══ Selected passage

Reputation: 39
Although i add extra stopwords list and default stopwords list when i use MALLET for topic modeling, some stop words appear in topic models. For example "ın", "ıf", "ıt". How do i ensure that this stopwords don't appear in topic models? Topic models is below.
0 5 ı ıt time room door house people eyes thing night woman day make girl face mother voice car home
1 5 ıt ın fact sense point experience order form human action common general religious law part change number case evidence
2 5 time place work water long make cut ın square large top house side built machine building clay piece design
3 5 school people ın development national american members social program system economic group problems education class students work policy children
4 5 year york week home music american city house president day school club william show white ın days family night
5 5 ıt time fire feet river long road side miles game land run hit war gun big ball began arms
6 5 hands water white hand ın black food eyes face slowly sun cold ıt life red head hot long body
7 5 ın number system data surface temperature high low type volume information material pressure feed form small results shown method
8 5 world life church god war time great death book english ın century history england french west soviet love spirit
9 5 state year united government general business federal department court tax cost million company secretary act public ın service industry
Thanks for advice
Upvotes: 3
Views: 942
Reputation: 665
Check the spelling of your stopwords. Mallet lowerceses your corpus by default, but it does not lowercase your stopwords!
Also check the format of your stopword file: Mallet expects it to be one-word-per-line.
And don't forget the option --stoplist-file yourstopwordfile.txt
to the command mallet import-dir
.
EDIT: Beware of OCR errors in your input file: I see that in the topics words like "ın" are spelled with a dotless i (as used in Turkish orthography), not with the usual dotted i. So either apply some OCR correction before topic modelling or make the misspelled ın's with dotless i additional stopwords.
EDIT2: There is another possible source for the dotless-i "ın", "ıf", "ıt": Mallet lowercases all words in the corpus. When your locale is set to Turkish, Java lowercases a capital I to a dotless i. Check your JAVA language settings and create the topic modell again from scratch.
Upvotes: 1

════
══ Information supplied

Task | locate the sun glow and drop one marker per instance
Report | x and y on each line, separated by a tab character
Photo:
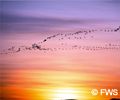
65	93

════

_Exercise:_ Transcribe the stretch of the MALLET stopword thread from "EDIT: Beware of" through "i additional stopwords.". None of the material is required for this work.

_Full output:_
EDIT: Beware of OCR errors in your input file: I see that in the topics words like "ın" are spelled with a dotless i (as used in Turkish orthography), not with the usual dotted i. So either apply some OCR correction before topic modelling or make the misspelled ın's with dotless i additional stopwords.